What the task asks: Report only how many lines of the records contain the word "instance".

Extracted entries:
_ _ _ _ _
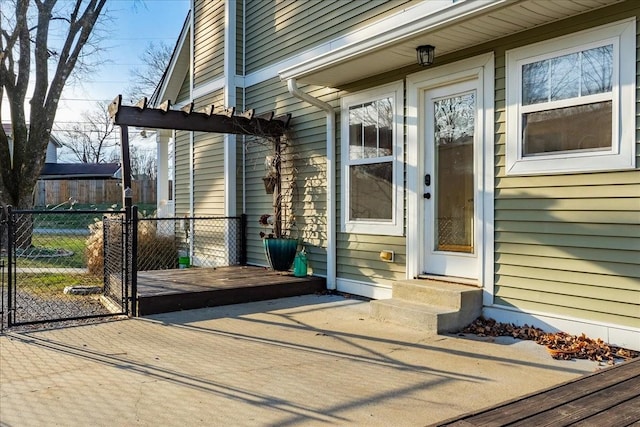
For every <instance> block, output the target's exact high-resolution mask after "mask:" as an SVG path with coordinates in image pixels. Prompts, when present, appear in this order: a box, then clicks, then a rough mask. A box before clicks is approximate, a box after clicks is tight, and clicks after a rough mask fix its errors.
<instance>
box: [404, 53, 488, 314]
_ _ _ _ _
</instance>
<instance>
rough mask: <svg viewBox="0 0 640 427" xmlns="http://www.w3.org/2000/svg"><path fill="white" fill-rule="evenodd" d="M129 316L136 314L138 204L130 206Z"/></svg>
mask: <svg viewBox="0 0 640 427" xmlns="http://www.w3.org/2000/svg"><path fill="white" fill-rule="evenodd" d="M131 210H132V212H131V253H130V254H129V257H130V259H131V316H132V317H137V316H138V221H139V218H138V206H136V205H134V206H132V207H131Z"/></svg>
_ _ _ _ _
Worked solution: 4